OPDRACHT ▸ Zet de records om naar een CSV met twee kolommen, opdracht en antwoord, met één rij per opdracht: de tekst en het antwoord elk in één veld tussen aanhalingstekens, met regeleinden vervangen door spaties. Begin bij de regel met "task: draw the outline of each instance of the tree" en ga door tot het einde van de records.

GEGEVENSREGELS ▸
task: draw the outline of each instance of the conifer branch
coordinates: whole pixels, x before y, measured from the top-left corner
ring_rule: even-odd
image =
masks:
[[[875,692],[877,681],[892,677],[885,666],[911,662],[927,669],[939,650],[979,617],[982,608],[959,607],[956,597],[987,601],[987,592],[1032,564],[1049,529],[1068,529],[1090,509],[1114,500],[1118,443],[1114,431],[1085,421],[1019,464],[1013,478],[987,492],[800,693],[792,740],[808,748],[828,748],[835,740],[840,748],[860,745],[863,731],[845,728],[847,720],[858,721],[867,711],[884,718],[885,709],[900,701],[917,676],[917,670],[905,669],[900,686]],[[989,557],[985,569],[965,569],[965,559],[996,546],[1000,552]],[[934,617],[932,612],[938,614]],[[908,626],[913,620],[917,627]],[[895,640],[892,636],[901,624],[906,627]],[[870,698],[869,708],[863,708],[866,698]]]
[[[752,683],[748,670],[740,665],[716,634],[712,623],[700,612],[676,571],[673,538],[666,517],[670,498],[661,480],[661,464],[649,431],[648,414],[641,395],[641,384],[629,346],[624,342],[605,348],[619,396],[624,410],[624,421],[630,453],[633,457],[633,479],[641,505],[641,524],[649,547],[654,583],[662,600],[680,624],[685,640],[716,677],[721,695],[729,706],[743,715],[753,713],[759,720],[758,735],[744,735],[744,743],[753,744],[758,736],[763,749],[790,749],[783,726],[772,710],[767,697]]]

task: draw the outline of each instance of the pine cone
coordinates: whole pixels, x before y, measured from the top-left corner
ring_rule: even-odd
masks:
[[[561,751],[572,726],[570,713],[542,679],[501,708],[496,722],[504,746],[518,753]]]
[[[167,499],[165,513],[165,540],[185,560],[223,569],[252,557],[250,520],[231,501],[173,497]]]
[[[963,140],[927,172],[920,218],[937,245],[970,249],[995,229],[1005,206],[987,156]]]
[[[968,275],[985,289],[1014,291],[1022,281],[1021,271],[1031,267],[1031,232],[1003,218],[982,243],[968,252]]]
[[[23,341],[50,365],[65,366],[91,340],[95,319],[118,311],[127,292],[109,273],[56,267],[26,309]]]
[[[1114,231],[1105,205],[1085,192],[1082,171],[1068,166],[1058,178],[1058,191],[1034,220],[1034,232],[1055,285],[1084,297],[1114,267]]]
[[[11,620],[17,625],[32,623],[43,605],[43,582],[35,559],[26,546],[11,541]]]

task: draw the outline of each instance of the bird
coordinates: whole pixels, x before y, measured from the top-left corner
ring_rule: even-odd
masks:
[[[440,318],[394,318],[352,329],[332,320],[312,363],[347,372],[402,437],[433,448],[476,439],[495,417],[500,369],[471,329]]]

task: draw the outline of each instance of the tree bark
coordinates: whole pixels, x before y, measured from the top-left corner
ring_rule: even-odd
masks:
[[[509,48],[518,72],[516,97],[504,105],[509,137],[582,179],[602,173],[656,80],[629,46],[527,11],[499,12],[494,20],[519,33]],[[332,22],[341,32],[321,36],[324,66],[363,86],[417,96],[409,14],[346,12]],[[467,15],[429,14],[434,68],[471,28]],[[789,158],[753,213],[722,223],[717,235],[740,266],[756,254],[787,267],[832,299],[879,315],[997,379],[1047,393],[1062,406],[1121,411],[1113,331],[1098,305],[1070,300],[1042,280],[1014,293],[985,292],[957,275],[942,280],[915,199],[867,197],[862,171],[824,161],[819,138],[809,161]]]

OPLOSSING ▸
opdracht,antwoord
"task: draw the outline of each instance of the tree bark coordinates: whole pixels, x before y, measured from the top-left corner ring_rule: even-odd masks:","[[[509,48],[518,72],[516,97],[504,105],[509,137],[582,179],[602,173],[656,80],[629,46],[527,11],[499,12],[494,20],[519,33]],[[332,22],[341,32],[321,36],[324,66],[363,86],[417,96],[409,14],[346,12]],[[467,15],[429,14],[434,68],[471,28]],[[789,158],[753,213],[722,223],[717,235],[740,266],[756,254],[787,267],[832,299],[879,315],[997,379],[1047,393],[1062,406],[1121,411],[1113,331],[1098,305],[1070,300],[1042,280],[1014,293],[985,292],[957,275],[942,280],[915,199],[867,197],[862,171],[824,161],[819,138],[809,161]]]"